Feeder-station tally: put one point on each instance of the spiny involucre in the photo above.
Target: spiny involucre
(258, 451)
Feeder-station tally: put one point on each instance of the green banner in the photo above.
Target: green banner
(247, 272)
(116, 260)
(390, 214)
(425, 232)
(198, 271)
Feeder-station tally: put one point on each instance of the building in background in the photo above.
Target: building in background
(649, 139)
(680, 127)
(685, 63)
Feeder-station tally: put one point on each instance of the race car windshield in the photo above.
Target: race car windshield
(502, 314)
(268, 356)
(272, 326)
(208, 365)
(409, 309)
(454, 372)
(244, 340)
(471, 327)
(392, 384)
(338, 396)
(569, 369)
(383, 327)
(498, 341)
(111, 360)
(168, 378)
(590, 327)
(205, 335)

---------------

Brief: Exactly reproduce the lines beginning with the one that contains "banner in the photo above." and ending with the last line of the material, both included. Leave out everything else.

Result:
Feeder-station tally: put one point on each instance of the green banner in the photo above.
Target: green banner
(247, 272)
(116, 260)
(390, 214)
(425, 232)
(198, 271)
Feeder-station tally: put one point on each instance of the building in background in the photo above.
Target: building in background
(649, 139)
(680, 127)
(685, 63)
Feeder-station tally: put one point on each instance of the race car windshield in the photo above.
Target: race car windshield
(502, 314)
(268, 356)
(272, 326)
(208, 365)
(409, 309)
(454, 372)
(244, 340)
(471, 327)
(392, 384)
(338, 396)
(569, 369)
(383, 327)
(498, 341)
(111, 360)
(168, 378)
(590, 327)
(205, 335)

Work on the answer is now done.